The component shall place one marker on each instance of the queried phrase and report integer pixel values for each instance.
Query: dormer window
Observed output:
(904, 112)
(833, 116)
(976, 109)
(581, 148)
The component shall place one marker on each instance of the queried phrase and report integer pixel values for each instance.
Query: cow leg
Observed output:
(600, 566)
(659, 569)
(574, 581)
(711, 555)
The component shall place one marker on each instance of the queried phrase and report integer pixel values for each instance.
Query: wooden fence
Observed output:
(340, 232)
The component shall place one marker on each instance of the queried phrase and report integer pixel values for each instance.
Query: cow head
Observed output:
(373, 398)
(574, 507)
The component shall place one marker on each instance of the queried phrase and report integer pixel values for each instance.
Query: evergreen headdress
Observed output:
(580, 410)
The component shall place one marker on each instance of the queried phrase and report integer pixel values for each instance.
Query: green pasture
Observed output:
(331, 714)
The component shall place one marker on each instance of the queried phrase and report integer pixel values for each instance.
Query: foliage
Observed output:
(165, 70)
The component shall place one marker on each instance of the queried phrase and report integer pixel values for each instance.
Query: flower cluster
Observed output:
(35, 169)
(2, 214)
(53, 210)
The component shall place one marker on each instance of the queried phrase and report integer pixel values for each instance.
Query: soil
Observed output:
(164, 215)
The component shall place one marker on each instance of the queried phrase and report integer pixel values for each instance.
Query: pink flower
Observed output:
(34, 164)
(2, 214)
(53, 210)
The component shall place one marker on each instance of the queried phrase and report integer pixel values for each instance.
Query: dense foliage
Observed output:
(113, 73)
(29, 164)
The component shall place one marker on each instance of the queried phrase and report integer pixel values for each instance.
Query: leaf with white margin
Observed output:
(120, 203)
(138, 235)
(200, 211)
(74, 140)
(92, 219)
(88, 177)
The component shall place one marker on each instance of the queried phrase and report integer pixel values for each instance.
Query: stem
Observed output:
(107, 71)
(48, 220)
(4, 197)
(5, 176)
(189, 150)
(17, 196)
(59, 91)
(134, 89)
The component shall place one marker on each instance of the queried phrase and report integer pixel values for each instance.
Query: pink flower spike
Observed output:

────────

▶ **Work task**:
Could you return every record above exactly as written?

▶ **Expected answer**:
The component shall place one marker on each instance of the queried phrase and report integer pixel values for each instance.
Query: dormer window
Observed output:
(904, 112)
(833, 116)
(976, 109)
(581, 148)
The component shall place one marker on each instance of the queried phrase and report integer pixel values for each instance.
Query: cow leg
Observed output:
(600, 566)
(659, 569)
(574, 581)
(711, 555)
The component shall place one marker on each instance of the queried phrase and report integer pixel values for each instance.
Query: wooden fence
Observed output:
(340, 232)
The component shall place one marker on each instance of the queried phrase and report integer pixel values for each instance.
Query: cow head
Observed output:
(373, 398)
(574, 507)
The component shall place one marker on each instance of the queried phrase and report integer pixel values for each instance.
Query: evergreen headdress
Observed output:
(580, 410)
The component shall place one marker on each instance of the queried phrase and report integer pixel values for each instance.
Query: green pasture
Observed output:
(331, 714)
The component shall place one marker on each instance of the queried phrase and report integer pixel values for each instance.
Query: foliage
Observed output:
(165, 70)
The component shall place one marker on each instance of the queried phrase and report integer pixel values for each instance.
Query: flower cluster
Observed output:
(35, 169)
(2, 214)
(53, 210)
The component shall place one marker on each instance of the queried phrase and report integer pixel values for each instance.
Query: soil
Observed output:
(164, 215)
The component shall place one marker on each instance of the queried phrase and report integer pixel values for each instance.
Query: pink flower
Observed output:
(34, 164)
(2, 214)
(53, 210)
The component shall place one marker on each instance of the queried phrase and report integer pixel values for each instance.
Query: dense foliage
Observed output:
(113, 73)
(29, 164)
The component shall place one marker on each instance of the queried phrase and report integer pixel values for each instance.
Query: leaf with white margin
Observed output:
(120, 203)
(138, 235)
(200, 211)
(74, 140)
(92, 219)
(88, 177)
The component shall place one marker on each instance of the queried phrase and report integer pixel values for each instance.
Query: stem
Observed output:
(107, 71)
(48, 220)
(4, 197)
(5, 176)
(189, 150)
(17, 196)
(59, 91)
(134, 89)
The component shall place one marker on each instance of the queried phrase and report integer pixel values for each instance.
Query: pink flower spike
Observed output:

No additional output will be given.